### Available records
===============
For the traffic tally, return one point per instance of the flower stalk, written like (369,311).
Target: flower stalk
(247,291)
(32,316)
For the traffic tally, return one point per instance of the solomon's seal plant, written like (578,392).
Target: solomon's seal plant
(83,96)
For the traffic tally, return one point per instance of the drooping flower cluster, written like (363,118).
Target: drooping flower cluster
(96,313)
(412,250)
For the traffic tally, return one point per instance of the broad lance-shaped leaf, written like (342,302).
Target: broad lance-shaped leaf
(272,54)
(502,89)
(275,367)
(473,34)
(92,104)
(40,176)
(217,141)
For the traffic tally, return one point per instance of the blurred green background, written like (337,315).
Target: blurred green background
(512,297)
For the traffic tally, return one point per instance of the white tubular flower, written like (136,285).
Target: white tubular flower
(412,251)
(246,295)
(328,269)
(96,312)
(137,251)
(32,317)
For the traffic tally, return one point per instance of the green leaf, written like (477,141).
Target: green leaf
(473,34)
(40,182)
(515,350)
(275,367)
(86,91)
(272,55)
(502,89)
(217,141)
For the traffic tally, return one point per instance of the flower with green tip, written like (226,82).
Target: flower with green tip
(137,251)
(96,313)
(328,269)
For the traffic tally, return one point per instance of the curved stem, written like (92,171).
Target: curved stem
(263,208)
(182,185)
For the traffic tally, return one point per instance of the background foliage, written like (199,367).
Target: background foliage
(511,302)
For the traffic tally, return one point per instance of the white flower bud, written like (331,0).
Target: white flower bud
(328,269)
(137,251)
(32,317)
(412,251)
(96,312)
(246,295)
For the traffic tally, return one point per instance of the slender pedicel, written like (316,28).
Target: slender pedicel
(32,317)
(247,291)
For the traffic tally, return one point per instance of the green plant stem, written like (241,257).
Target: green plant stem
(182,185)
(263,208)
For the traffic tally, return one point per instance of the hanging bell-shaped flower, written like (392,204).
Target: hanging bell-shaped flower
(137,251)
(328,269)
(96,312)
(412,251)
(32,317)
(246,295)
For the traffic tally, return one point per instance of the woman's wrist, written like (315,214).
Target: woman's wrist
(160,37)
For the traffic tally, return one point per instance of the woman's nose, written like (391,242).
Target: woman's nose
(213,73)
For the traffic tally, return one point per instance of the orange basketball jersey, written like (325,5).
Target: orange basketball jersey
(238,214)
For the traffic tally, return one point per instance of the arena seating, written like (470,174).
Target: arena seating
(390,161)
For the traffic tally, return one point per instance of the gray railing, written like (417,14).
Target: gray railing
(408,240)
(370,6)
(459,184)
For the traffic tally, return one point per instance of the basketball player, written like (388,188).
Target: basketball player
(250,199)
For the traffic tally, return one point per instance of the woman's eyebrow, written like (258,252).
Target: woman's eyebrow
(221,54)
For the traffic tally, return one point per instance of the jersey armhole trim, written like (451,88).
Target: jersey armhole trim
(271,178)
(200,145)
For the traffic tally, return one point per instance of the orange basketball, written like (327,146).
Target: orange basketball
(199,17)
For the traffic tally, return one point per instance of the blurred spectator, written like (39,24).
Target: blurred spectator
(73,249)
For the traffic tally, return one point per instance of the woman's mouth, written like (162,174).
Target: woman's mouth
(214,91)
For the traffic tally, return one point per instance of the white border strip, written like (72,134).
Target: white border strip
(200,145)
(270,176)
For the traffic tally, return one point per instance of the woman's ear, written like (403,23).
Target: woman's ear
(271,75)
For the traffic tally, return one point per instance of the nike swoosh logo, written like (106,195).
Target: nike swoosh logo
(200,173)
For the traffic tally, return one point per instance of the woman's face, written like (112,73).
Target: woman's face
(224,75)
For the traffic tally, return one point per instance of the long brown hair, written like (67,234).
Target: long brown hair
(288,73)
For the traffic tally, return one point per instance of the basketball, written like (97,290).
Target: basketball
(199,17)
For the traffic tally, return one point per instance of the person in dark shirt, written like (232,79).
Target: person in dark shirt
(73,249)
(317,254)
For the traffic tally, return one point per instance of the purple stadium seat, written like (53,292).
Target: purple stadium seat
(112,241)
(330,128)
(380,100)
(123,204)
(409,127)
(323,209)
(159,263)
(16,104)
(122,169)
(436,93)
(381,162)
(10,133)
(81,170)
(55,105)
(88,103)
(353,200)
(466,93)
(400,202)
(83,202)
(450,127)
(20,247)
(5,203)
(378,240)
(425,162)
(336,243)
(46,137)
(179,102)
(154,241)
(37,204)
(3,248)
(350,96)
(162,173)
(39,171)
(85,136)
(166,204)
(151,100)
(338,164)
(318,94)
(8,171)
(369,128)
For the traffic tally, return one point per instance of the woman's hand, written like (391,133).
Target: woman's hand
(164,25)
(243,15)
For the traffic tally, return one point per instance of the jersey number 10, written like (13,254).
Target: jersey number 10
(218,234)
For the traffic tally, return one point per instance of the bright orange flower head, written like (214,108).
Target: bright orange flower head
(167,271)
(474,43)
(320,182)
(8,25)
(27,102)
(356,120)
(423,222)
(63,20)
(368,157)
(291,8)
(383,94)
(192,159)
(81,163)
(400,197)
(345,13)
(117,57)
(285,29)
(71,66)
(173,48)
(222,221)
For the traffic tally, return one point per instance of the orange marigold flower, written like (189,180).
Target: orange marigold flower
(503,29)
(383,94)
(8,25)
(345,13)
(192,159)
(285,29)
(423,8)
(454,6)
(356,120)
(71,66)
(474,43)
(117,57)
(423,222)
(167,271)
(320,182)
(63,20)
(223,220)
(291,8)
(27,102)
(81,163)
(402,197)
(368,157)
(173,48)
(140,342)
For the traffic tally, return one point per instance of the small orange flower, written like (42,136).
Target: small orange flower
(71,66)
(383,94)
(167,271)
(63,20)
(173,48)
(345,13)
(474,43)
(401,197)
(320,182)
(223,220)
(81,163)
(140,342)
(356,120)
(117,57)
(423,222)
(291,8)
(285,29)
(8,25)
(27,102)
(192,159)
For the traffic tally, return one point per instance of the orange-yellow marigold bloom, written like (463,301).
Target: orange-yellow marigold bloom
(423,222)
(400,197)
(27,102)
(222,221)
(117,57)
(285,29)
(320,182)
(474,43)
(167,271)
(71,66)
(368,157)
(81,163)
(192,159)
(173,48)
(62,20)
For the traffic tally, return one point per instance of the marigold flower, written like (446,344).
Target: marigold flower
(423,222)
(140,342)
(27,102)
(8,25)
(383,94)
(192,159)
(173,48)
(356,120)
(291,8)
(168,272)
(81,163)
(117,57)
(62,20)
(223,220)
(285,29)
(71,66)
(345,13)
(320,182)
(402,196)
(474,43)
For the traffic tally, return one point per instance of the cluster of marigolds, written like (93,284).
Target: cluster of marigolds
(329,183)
===============
From the first line to the last, please quote the material above exactly.

### Completed task
For the traffic tally, return one point per instance of the flower stalk, written like (369,311).
Target: flower stalk
(247,291)
(32,316)
For the traffic tally, return one point per instance of the solomon's seal plant, written like (578,392).
Target: solomon's seal plant
(83,96)
For the traffic tally, return one point per instance of the drooping flower cluster, written like (363,118).
Target: drooping flower cluster
(96,313)
(412,250)
For the traffic tally, return one point per instance of the broad lance-shaped leaf, written like (342,302).
Target: broad lance-shaped leaf
(272,54)
(502,89)
(275,367)
(473,34)
(92,104)
(40,176)
(217,141)
For the traffic tally, return one point per instance of the blurred green background, written like (337,315).
Target: blurred green background
(512,297)
For the traffic tally, return one point per instance of the white tubular flower, written like (136,285).
Target: white tubular flower
(412,251)
(246,295)
(328,269)
(96,312)
(137,251)
(32,317)
For the traffic tally, return one point per instance of the green leaf, written like (477,141).
Target: green leaf
(473,34)
(40,182)
(515,350)
(275,367)
(86,91)
(272,55)
(502,89)
(217,141)
For the traffic tally, return one point per instance of the flower with green tip, written like (226,82).
Target: flower with green tip
(137,251)
(96,313)
(328,269)
For the traffic tally, return one point per instance of the curved stem, written like (92,171).
Target: curved stem
(263,208)
(182,185)
For the traffic tally, return one point per instance of the background foliage, written like (199,367).
Target: background foliage
(511,302)
For the traffic tally, return one point per instance of the white flower bud, written like (331,0).
Target: white flower bud
(328,269)
(137,251)
(32,317)
(412,251)
(96,312)
(246,295)
For the traffic tally, return one point per instance of the slender pedicel, written like (316,28).
Target: slender pedicel
(32,317)
(247,291)
For the traffic tally, return one point per instance of the green plant stem, written like (241,257).
Target: green plant stem
(182,185)
(263,208)
For the traffic tally, return one point per instance of the hanging bell-shaped flower, written like (392,204).
Target: hanging bell-shaped flower
(137,251)
(328,269)
(96,312)
(412,251)
(32,317)
(246,295)
For the traffic tally, return one point per instance of the woman's wrist, written like (315,214).
Target: woman's wrist
(160,37)
For the traffic tally, return one point per instance of the woman's nose, written like (391,242).
Target: woman's nose
(213,73)
For the traffic tally, return one point per instance of the orange basketball jersey, written like (325,5).
Target: orange basketball jersey
(238,214)
For the traffic tally, return one point per instance of the arena seating, written like (470,174).
Target: arena seating
(390,161)
For the traffic tally, return one point per instance of the gray railing, written like (417,14).
Target: gray railing
(408,240)
(370,6)
(459,184)
For the traffic tally, return one point per instance of the basketball player, written like (388,188).
Target: basketball player
(250,199)
For the traffic tally, return one point per instance of the woman's eyebrow, written like (258,252).
Target: woman's eyebrow
(221,54)
For the traffic tally, return one point per instance of the jersey armhole trim, written like (451,88).
Target: jersey armhole trim
(271,178)
(200,145)
For the traffic tally, return one point per instance of the orange basketball, written like (327,146).
Target: orange basketball
(199,17)
For the traffic tally, return one point per instance of the blurred spectator, written like (39,24).
Target: blurred spectator
(73,249)
For the traffic tally, return one point per instance of the woman's mouth, written like (162,174).
Target: woman's mouth
(214,91)
For the traffic tally, return one point per instance of the white border strip, written like (72,134).
Target: white border strip
(200,145)
(270,176)
For the traffic tally, return one point per instance of the woman's ear, written like (403,23).
Target: woman's ear
(271,75)
For the traffic tally, return one point per instance of the nike swoosh logo, written like (106,195).
Target: nike swoosh logo
(200,173)
For the traffic tally, return one point per instance of the woman's face, written like (112,73).
Target: woman's face
(224,75)
For the traffic tally, return one point per instance of the long brown hair, written like (67,234).
Target: long brown hair
(288,73)
For the traffic tally, return one point per instance of the basketball, written like (97,290).
Target: basketball
(199,17)
For the traffic tally, return one point per instance of the person in dark shirt, written like (232,79).
Target: person in dark shirt
(73,249)
(317,254)
For the traffic tally, return one point per instance of the purple stadium seat, written like (53,292).
Target: purple stadium seat
(112,241)
(330,128)
(380,100)
(123,204)
(409,127)
(323,209)
(159,263)
(16,104)
(122,169)
(436,93)
(381,162)
(10,133)
(81,170)
(55,105)
(88,103)
(353,200)
(466,93)
(400,202)
(83,202)
(450,127)
(20,247)
(5,203)
(378,240)
(425,162)
(336,243)
(46,137)
(179,102)
(154,241)
(37,204)
(3,248)
(350,96)
(162,173)
(39,171)
(85,136)
(166,204)
(151,100)
(338,164)
(318,94)
(8,171)
(369,128)
For the traffic tally, return one point per instance of the woman's hand, written like (391,133).
Target: woman's hand
(164,25)
(243,15)
For the traffic tally, return one point per instance of the jersey number 10, written like (13,254).
Target: jersey number 10
(218,234)
For the traffic tally, return one point per instance of the bright orange flower head, written like (214,108).
Target: bright orange flower head
(167,271)
(474,43)
(320,182)
(8,25)
(27,102)
(356,120)
(423,222)
(63,20)
(368,157)
(291,8)
(383,94)
(192,159)
(81,163)
(400,197)
(345,13)
(117,57)
(285,29)
(71,66)
(173,48)
(222,221)
For the traffic tally, return one point per instance of the orange marigold flower, written like (189,180).
Target: orange marigold flower
(503,29)
(383,94)
(8,25)
(345,13)
(192,159)
(285,29)
(423,8)
(454,6)
(356,120)
(71,66)
(474,43)
(117,57)
(423,222)
(167,271)
(320,182)
(63,20)
(223,220)
(291,8)
(27,102)
(81,163)
(402,197)
(368,157)
(173,48)
(140,342)
For the traffic tally, return one point per instance of the small orange flower, written like (42,136).
Target: small orange flower
(71,66)
(383,94)
(167,271)
(63,20)
(173,48)
(345,13)
(474,43)
(401,197)
(320,182)
(223,220)
(81,163)
(140,342)
(356,120)
(117,57)
(423,222)
(291,8)
(285,29)
(8,25)
(27,102)
(192,159)
For the traffic tally, return one point per instance of the orange-yellow marigold bloom, written like (463,301).
Target: orange-yellow marigold bloom
(423,222)
(400,197)
(27,102)
(222,221)
(117,57)
(285,29)
(320,182)
(474,43)
(167,271)
(71,66)
(368,157)
(81,163)
(192,159)
(173,48)
(62,20)
For the traffic tally, return one point per instance of the marigold flower, written like (446,344).
Target: marigold flower
(423,222)
(140,342)
(27,102)
(8,25)
(383,94)
(192,159)
(173,48)
(356,120)
(291,8)
(168,272)
(81,163)
(117,57)
(62,20)
(223,220)
(285,29)
(71,66)
(345,13)
(320,182)
(402,196)
(474,43)
For the traffic tally, return one point per instance of the cluster of marigolds, written like (93,284).
Target: cluster of marigolds
(329,183)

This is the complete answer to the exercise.